◆ EXERCISE INSTRUCTIONS ◆
**a.** Transcribe the part of the slides on L1 regression from "Overview of Algorithms" to "(change of variable)".
**b.** Pick up the slides on L1 regression where they stop and write the material that follows.

Subgradient and Sampling Algorithms for `l_1` Regression

Ken Clarkson

Bell Labs

`l_1` Regression: Points and Lines

Given a set `S` of `n` points
Find a line fitting the points
Minimize the sum of absolute values of vertical distances

sum= 0 rms= 0

`l_1` Regression: Matrices and Vectors

Also of interest in higher dimensions
Given `n\times d` matrix `A` and `n`-vector `b`,
find `d`-vector `x` minimizing
`{:|\|Ax-b\|\| _1:} = \sum_i {:|a_{i\cdot} x - b_i|:}`
Corresponding points are `[a_{i\cdot} b_i]`

vertical coordinate `b_i`

Put still another way, find the linear combination of the columns of `A` closest to `b` in `l_1` distance
Least-squares, or `l_2` regression, minimizes `|\|Ax-b\|\| _2`
`l_\infty` regression (a.k.a. Chebyshev, min-max) minimizes `|\|Ax-b\|\| _\infty`

Who cares?

Statistically, more "robust" than least squares

That is, less affected by "outliers"

Close to `l_0` norm, which counts number of non-zero entries

l_1 green, l_2 red sum= 0 rms= 0

Previous Results

Generally, considering `n gg d`, and `d` not tiny: need `d^{O(1)}` dependence.
`l_2` computable in `O(nd^2)` time [G01][L11]

...and so is popular
Orthogonalize `A`, find `b` component orthogonal to columns of `A`

`l_\infty` computable in `O(nd^2) + O(log n)LP(d^2, d)` [C88]

`LP(m,d) =` time for LP with `m` constraints, `d` variables
that is, `O(n)` in fixed dimension

`l_1` is computable in `LP(2n, n+d)` time

or `O({:n3^{d^2}:})` time, possibly `O({:n3^{O(d)}:})` time [MT]
or `LP(2n, n+d, B)` time, where `B` is the bit complexity

New Results

`l_1` algorithm needing `n (log n) d^{O(1)}` to get within twice optimal
Get within `1+epsilon` of optimal, by either

Additional `n(d//epsilon)^{O(1)}`
Or, Additional `(d//epsilon)^{O(1)}log(1//gamma) ` time, error prob. `gamma`

Implies existence of a small weighted subset which behaves like the whole set
Roughly, a core-set [AHV04]

Overview of Algorithms

Condition `A`, that is, make `{:|\|Ax\|\|:} _1 approx {:|\|x|\|:} _1` for all `x`

Using elementary column operations (change of variable)

◆ DATASET ROWS ◆
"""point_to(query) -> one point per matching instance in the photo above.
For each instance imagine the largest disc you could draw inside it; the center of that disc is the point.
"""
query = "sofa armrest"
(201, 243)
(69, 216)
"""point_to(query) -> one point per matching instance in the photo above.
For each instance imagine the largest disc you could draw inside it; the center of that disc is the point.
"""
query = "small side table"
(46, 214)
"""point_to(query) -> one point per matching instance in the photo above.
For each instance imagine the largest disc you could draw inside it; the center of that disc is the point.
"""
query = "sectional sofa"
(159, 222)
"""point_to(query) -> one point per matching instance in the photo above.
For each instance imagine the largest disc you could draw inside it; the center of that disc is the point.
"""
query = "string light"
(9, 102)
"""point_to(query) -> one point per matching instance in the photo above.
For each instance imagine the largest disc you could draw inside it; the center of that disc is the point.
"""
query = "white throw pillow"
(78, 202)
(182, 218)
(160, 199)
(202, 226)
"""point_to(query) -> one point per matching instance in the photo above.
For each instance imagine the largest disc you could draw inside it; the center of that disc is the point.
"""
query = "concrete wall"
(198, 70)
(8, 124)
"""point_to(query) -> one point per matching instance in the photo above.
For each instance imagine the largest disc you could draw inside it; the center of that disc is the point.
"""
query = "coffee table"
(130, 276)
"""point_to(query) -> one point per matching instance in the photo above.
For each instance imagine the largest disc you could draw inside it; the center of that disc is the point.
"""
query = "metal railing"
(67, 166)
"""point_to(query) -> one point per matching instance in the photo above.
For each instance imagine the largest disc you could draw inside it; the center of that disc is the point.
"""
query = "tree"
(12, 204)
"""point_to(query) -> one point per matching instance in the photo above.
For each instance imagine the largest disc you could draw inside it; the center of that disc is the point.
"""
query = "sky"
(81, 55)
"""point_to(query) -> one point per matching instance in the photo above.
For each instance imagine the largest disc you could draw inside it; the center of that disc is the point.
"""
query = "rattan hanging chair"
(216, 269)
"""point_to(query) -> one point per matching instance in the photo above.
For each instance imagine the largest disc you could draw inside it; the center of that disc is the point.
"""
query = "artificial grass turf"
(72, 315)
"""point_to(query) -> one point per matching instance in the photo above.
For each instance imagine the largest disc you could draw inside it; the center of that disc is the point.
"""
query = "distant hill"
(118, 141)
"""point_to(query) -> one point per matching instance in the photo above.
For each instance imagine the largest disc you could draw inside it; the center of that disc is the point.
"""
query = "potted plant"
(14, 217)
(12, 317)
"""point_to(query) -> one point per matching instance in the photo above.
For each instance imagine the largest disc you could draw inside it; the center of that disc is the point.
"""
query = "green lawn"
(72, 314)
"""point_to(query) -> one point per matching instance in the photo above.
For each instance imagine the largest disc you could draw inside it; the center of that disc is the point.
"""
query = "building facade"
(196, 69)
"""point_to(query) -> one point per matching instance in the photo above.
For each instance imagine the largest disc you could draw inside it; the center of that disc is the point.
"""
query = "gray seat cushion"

◆ ANSWERS PER TASK ◆
**a.**
Overview of Algorithms

Condition `A`, that is, make `{:|\|Ax\|\|:} _1 approx {:|\|x|\|:} _1` for all `x`

Using elementary column operations (change of variable)

**b.**
Find `l_2` fit, subtract from `b` (change of variable)
Apply modified subgradient algorithm, find `x_c` so that `{:|\|Ax_c - b\|\|:} _1` no more than twice opt
Either

Apply subgradient algorithm more
Or take weighted random sample of points, solve

Elementary Column Operations

Adding a multiple of column `a_{cdot k}` to column `a_{cdot k'}` amounts to a change of variable
That is, we can consider `ABx`, for `d times d` matrix `B`, either as

Changed matrix `AB`, or
Changed variable `Bx`

Usually talk about changed matrix `AB`, renamed to `A`, but implicitly, tracking changes
Similarly, subtracting multiples of columns of `A` from `b` doesn't change problem
Such operations are enough to make columns of `A`, and `b`, orthogonal

Conditioning `A`

Make `{:|\|Ax\|\|:} _1 approx {:|\|x|\|:} _1` for all `x`

More precisely: operate on columns of `A` so that

`{:|\|x|\|:} _1 >= {:|\|Ax\|\|:} _1 >= {:|\|x|\|:} _1/{:d sqrt d:}`

Reduce "`l_1` condition"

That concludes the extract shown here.